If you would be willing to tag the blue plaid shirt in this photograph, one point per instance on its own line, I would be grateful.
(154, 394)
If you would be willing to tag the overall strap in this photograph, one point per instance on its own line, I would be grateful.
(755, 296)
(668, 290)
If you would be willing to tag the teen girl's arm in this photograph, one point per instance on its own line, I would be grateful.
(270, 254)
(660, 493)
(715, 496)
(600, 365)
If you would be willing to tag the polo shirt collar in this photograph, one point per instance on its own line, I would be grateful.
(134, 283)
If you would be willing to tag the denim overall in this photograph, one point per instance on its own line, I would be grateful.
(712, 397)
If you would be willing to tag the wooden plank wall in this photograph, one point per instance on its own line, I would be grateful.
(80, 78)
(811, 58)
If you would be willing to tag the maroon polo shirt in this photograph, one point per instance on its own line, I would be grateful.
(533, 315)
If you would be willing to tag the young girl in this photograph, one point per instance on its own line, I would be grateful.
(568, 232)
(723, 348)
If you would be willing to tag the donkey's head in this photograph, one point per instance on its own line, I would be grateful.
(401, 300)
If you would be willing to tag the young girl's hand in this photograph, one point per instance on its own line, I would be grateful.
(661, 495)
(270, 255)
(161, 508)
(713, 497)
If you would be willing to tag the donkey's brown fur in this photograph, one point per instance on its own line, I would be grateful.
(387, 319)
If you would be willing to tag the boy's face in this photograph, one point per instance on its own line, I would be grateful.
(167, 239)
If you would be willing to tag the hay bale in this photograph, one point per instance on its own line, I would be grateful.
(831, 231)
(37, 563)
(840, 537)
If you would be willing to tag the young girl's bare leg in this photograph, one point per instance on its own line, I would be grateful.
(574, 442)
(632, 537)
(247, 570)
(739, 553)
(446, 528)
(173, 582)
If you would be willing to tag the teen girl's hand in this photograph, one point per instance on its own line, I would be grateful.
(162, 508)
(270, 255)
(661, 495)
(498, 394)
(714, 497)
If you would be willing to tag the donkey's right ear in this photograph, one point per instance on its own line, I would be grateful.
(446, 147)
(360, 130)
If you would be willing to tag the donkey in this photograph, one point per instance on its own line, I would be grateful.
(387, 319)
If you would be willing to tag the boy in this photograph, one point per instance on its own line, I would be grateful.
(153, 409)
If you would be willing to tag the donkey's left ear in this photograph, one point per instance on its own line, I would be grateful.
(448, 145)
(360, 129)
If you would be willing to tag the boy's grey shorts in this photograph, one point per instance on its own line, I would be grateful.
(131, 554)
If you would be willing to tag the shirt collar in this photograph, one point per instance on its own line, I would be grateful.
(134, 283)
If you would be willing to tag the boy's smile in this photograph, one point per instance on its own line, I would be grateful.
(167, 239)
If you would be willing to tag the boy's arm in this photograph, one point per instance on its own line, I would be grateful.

* **YOUR TASK**
Transcribe the data above in full, exactly.

* **RESPONSE AREA**
If you would be willing to tag the blue plaid shirt in this photograph, one point per instance on its own line, I would be grateful.
(154, 394)
If you would be willing to tag the overall strap in this photograph, one point per instance on its own line, I would be grateful.
(755, 296)
(668, 290)
If you would be willing to tag the teen girl's arm in this photograph, one point per instance on its own line, I would be grateful.
(270, 254)
(660, 493)
(715, 496)
(600, 365)
If you would be willing to tag the polo shirt collar in this photograph, one point per instance on its own line, I would be grateful.
(134, 283)
If you would be willing to tag the denim overall in this photograph, one point per instance on its own line, I would be grateful.
(712, 397)
If you would be willing to tag the wooden plank wall in this photograph, one point per instance on its own line, I would be grateful.
(80, 78)
(811, 58)
If you would be willing to tag the maroon polo shirt in this photograph, one point per instance on its own line, I would be grateful.
(533, 315)
If you would be willing to tag the young girl in this photograph, one point per instance on its own line, I would be grateful.
(568, 232)
(723, 348)
If you would be willing to tag the donkey's head in this photograph, one point per instance on its own line, I would be grateful.
(401, 300)
If you would be willing to tag the young girl's hand in this photograph, one point per instance on its own line, I would be grateful.
(661, 495)
(270, 255)
(161, 508)
(713, 497)
If you would be willing to tag the donkey's brown fur in this photograph, one point per instance on its own line, I would be grateful.
(387, 319)
If you would be willing to tag the boy's face in this photograph, one point per instance on its own line, I would be grateful.
(167, 239)
If you would be willing to tag the hay bale in this photograph, one point per instance on its own line, I would be grateful.
(831, 231)
(37, 563)
(840, 537)
If you would be willing to tag the young girl's bare leg in this photograph, one point per instance on its own line, I would be grateful.
(574, 442)
(632, 537)
(247, 570)
(739, 553)
(446, 528)
(173, 582)
If you would be willing to tag the teen girl's hand in this photograph, one point per instance on its own line, I would be grateful.
(162, 508)
(270, 255)
(661, 495)
(498, 394)
(714, 497)
If you would be willing to tag the donkey's right ear in this photograph, one point per instance on its own line, I would be grateful.
(446, 147)
(360, 130)
If you would be willing to tag the donkey in this photograph, one point per instance on its own line, I would be grateful.
(387, 319)
If you would be willing to tag the boy in this photograph, one point per instance on its own line, I would be grateful.
(153, 409)
If you would be willing to tag the donkey's left ear in this photograph, one point per instance on its own line, I would be grateful.
(448, 145)
(360, 129)
If you would be willing to tag the boy's grey shorts in this photograph, one point per instance on its own line, I would be grateful.
(131, 554)
If you would be willing to tag the shirt collar in this photograph, one point per instance on its own line, I would be grateful.
(134, 283)
If you would be willing to tag the boy's smile in this photograph, one point per instance on its own line, I would be grateful.
(167, 239)
If you would be willing to tag the boy's arm in this photograph, one point per instance on its own line, I would be grateful.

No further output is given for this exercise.